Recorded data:
-=-=-
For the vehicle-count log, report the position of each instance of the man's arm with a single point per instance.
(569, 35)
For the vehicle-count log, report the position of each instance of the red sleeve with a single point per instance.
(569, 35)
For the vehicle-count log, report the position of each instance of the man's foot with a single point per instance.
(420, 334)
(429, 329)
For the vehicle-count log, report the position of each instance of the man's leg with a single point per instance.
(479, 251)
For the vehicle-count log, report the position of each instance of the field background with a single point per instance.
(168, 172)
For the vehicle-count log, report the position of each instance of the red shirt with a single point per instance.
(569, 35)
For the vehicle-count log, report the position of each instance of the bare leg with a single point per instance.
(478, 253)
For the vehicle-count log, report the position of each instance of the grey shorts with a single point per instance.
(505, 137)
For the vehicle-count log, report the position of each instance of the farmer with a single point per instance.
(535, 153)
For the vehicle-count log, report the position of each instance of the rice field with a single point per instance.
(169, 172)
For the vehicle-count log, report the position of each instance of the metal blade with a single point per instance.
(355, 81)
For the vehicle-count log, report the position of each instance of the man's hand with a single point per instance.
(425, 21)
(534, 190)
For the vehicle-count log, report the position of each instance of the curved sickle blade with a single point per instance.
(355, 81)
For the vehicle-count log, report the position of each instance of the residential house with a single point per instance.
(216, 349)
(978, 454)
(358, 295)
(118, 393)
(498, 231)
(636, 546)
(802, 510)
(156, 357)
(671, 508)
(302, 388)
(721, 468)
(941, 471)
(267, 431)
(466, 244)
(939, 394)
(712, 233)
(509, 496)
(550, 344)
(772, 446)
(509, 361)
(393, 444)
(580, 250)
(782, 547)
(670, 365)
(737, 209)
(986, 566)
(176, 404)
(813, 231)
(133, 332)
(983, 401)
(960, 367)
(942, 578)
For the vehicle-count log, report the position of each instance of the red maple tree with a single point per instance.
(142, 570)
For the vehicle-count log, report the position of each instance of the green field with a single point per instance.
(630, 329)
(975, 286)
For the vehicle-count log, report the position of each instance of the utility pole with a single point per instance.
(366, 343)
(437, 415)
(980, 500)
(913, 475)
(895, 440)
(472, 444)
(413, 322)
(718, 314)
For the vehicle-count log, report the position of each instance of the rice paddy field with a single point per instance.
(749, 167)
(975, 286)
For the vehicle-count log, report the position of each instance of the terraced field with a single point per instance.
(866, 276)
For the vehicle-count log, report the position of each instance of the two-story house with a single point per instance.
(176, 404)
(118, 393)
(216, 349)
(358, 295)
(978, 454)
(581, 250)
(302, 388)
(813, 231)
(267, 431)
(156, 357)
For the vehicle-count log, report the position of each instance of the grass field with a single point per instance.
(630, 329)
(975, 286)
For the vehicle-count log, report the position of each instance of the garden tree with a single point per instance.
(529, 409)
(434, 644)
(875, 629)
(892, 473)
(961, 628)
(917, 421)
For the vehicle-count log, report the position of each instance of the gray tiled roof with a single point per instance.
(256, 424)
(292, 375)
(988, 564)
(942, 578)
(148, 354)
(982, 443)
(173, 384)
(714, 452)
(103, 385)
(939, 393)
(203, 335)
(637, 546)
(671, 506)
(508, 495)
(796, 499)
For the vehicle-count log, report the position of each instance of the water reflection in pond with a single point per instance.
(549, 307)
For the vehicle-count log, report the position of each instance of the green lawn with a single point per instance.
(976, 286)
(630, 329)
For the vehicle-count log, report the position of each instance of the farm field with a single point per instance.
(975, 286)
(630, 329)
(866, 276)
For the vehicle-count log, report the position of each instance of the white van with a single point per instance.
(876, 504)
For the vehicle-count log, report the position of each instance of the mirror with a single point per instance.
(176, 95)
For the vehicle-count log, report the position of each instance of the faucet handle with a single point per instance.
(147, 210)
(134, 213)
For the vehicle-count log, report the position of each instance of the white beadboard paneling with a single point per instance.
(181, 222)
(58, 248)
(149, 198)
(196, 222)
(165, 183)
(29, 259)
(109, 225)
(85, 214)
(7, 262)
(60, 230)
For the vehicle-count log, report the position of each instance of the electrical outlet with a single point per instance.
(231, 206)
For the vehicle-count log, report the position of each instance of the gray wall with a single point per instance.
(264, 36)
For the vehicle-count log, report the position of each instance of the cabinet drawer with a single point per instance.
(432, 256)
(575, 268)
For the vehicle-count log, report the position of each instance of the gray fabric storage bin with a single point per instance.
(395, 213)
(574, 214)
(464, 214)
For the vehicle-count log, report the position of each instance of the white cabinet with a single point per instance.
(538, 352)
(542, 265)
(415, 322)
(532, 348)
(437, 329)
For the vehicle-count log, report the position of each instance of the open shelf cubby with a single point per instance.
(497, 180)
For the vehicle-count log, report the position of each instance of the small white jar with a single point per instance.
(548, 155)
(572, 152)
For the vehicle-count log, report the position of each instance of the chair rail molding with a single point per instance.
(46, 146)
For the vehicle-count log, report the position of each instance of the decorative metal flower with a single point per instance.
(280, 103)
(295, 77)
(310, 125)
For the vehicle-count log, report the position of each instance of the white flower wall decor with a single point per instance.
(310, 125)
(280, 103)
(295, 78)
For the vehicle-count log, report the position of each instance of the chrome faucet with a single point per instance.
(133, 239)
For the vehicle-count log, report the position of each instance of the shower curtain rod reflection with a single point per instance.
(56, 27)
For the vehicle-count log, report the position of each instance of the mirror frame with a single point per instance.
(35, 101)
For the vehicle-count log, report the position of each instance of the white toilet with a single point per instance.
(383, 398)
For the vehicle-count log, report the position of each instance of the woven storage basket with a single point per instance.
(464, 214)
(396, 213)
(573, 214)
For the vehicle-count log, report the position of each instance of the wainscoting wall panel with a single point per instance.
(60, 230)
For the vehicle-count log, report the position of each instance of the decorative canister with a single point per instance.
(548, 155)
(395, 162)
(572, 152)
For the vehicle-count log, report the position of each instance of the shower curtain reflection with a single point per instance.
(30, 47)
-=-=-
--- THE PROBLEM ---
Write all of the records out again exactly.

--- RESPONSE ---
For the vehicle-count log, report the position of each instance of the man's arm with a single point per instance.
(569, 35)
For the vehicle-count log, report the position of each instance of the red sleeve with a single point per instance.
(569, 35)
For the vehicle-count log, report the position of each instance of the man's foot with a single point per instance.
(420, 334)
(429, 329)
For the vehicle-count log, report the position of each instance of the man's leg with a single point per instance.
(479, 251)
For the vehicle-count log, report the position of each instance of the field background with a single point per instance.
(168, 172)
For the vehicle-count log, report the position of each instance of the red shirt with a single point per instance.
(569, 35)
For the vehicle-count log, report the position of each instance of the bare leg with a single point per instance.
(478, 253)
For the vehicle-count log, report the position of each instance of the grey shorts with a single point per instance.
(505, 137)
For the vehicle-count log, report the position of each instance of the farmer with a single point per instance.
(535, 153)
For the vehicle-count log, report the position of each instance of the rice field with a single point per instance.
(169, 172)
For the vehicle-count log, report the position of each instance of the metal blade with a single point per instance.
(355, 81)
For the vehicle-count log, report the position of each instance of the man's hand with a single point per instance.
(425, 21)
(534, 190)
For the vehicle-count log, report the position of each instance of the curved sickle blade with a single point per instance.
(355, 81)
For the vehicle-count log, report the position of each instance of the residential house with a single point per instance.
(216, 349)
(978, 454)
(358, 295)
(118, 393)
(498, 231)
(636, 546)
(802, 510)
(156, 357)
(671, 508)
(302, 388)
(721, 468)
(941, 471)
(267, 431)
(466, 244)
(939, 394)
(712, 233)
(509, 496)
(550, 344)
(772, 446)
(509, 361)
(393, 444)
(580, 250)
(782, 547)
(670, 365)
(737, 209)
(986, 566)
(176, 404)
(813, 231)
(133, 332)
(983, 401)
(960, 367)
(942, 578)
For the vehicle-count log, report the position of each instance of the red maple tree with a single point per instance.
(142, 570)
For the vehicle-count log, report the position of each instance of the green field with a single point per instance.
(630, 329)
(975, 286)
For the vehicle-count log, report the position of each instance of the utility pole with a single point per instance.
(366, 343)
(437, 415)
(980, 500)
(913, 475)
(895, 440)
(472, 444)
(413, 322)
(718, 314)
For the vehicle-count log, report the position of each instance of the rice paddy field with a single point per instance.
(749, 167)
(975, 286)
For the vehicle-count log, report the position of each instance of the terraced field with a single point per instance.
(866, 276)
For the vehicle-count log, report the position of each instance of the two-story house with a single point per instance.
(176, 404)
(118, 393)
(216, 349)
(358, 295)
(978, 454)
(581, 250)
(302, 388)
(813, 231)
(267, 431)
(156, 357)
For the vehicle-count log, report the position of each instance of the grass field with a single point per instance.
(630, 329)
(975, 286)
For the vehicle-count log, report the position of each instance of the garden tree with a single point per instance.
(529, 409)
(434, 644)
(875, 629)
(892, 473)
(961, 628)
(917, 421)
For the vehicle-count log, report the position of each instance of the gray tiled roof with a single point per instance.
(256, 424)
(292, 375)
(988, 564)
(942, 578)
(148, 354)
(982, 443)
(173, 384)
(714, 452)
(103, 385)
(939, 393)
(203, 335)
(637, 546)
(671, 506)
(508, 495)
(796, 499)
For the vehicle-count log, report the position of each instance of the water reflection in pond with a single point per instance.
(549, 307)
For the vehicle-count log, report the position of each instance of the green lawn with a single point per instance.
(976, 286)
(630, 329)
For the vehicle-count log, report the position of each instance of the farm field with a single point per instance.
(975, 286)
(630, 329)
(866, 276)
For the vehicle-count log, report the position of each instance of the white van with a single point per instance.
(876, 504)
For the vehicle-count log, report the position of each instance of the mirror with a single point per instance.
(176, 95)
For the vehicle-count log, report the position of each instance of the faucet handle with a single point per instance.
(147, 210)
(134, 213)
For the vehicle-count log, report the position of each instance of the white beadboard paneling with a single point per instance.
(181, 222)
(58, 248)
(149, 198)
(196, 222)
(165, 183)
(29, 259)
(109, 225)
(85, 214)
(7, 262)
(60, 230)
For the vehicle-count log, report the position of each instance of the electrical outlet with a single point per instance.
(231, 206)
For the vehicle-count log, report the position of each instance of the gray wall with a single point per instance.
(264, 36)
For the vehicle-count log, report the position of each instance of the cabinet drawer with a single point per instance.
(432, 256)
(575, 268)
For the vehicle-count log, report the position of each instance of the gray fabric storage bin with a single point per instance.
(395, 213)
(574, 214)
(464, 214)
For the vehicle-count log, report the position of each instance of the white cabinet with a single point per instance.
(538, 352)
(542, 265)
(415, 322)
(532, 348)
(437, 329)
For the vehicle-count log, report the position of each instance of the open shelf cubby with a single point per instance.
(497, 180)
For the vehicle-count log, report the position of each instance of the small white jar with a single point per instance.
(548, 155)
(572, 152)
For the vehicle-count log, report the position of each instance of the chair rail molding with a single point per instance.
(46, 146)
For the vehicle-count log, report the position of each instance of the decorative metal flower with a single point per instance.
(280, 103)
(295, 77)
(310, 125)
For the vehicle-count log, report the position of each instance of the white flower wall decor with a single point per instance.
(310, 125)
(280, 103)
(295, 78)
For the vehicle-count log, report the position of each instance of the chrome faucet with a single point per instance.
(133, 239)
For the vehicle-count log, report the position of each instance of the shower curtain rod reflection with a single point per instance.
(56, 27)
For the vehicle-count log, report the position of each instance of the mirror frame with a single point per instance.
(35, 101)
For the vehicle-count log, report the position of each instance of the white toilet with a single point per instance.
(383, 398)
For the vehicle-count log, report the position of each instance of the woven storage basket with a single point per instance.
(464, 214)
(396, 213)
(573, 214)
For the vehicle-count log, report the position of each instance of the wainscoting wall panel with a single point per instance.
(60, 230)
For the vehicle-count log, report the position of each instance of the decorative canister with a single point per instance.
(548, 155)
(395, 162)
(572, 152)
For the vehicle-count log, report the position of each instance of the shower curtain reflection with a single point per instance.
(30, 47)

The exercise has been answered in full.